Stated exercise => Reproduce every line of the listing below, including the request, and raise each x and y coordinate in the answer points by 17.
━━━━━━━━━━━━━━━━━━━━━━━━━━━━━━
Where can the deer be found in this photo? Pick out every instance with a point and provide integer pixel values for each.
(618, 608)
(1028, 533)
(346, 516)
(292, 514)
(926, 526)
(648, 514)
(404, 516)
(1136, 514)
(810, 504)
━━━━━━━━━━━━━━━━━━━━━━━━━━━━━━
The response =>
Where can the deer be found in this photo? Pick out every instance with a point and provide integer pixel values for each.
(635, 625)
(1045, 550)
(363, 533)
(309, 531)
(943, 543)
(665, 531)
(421, 533)
(1153, 531)
(827, 521)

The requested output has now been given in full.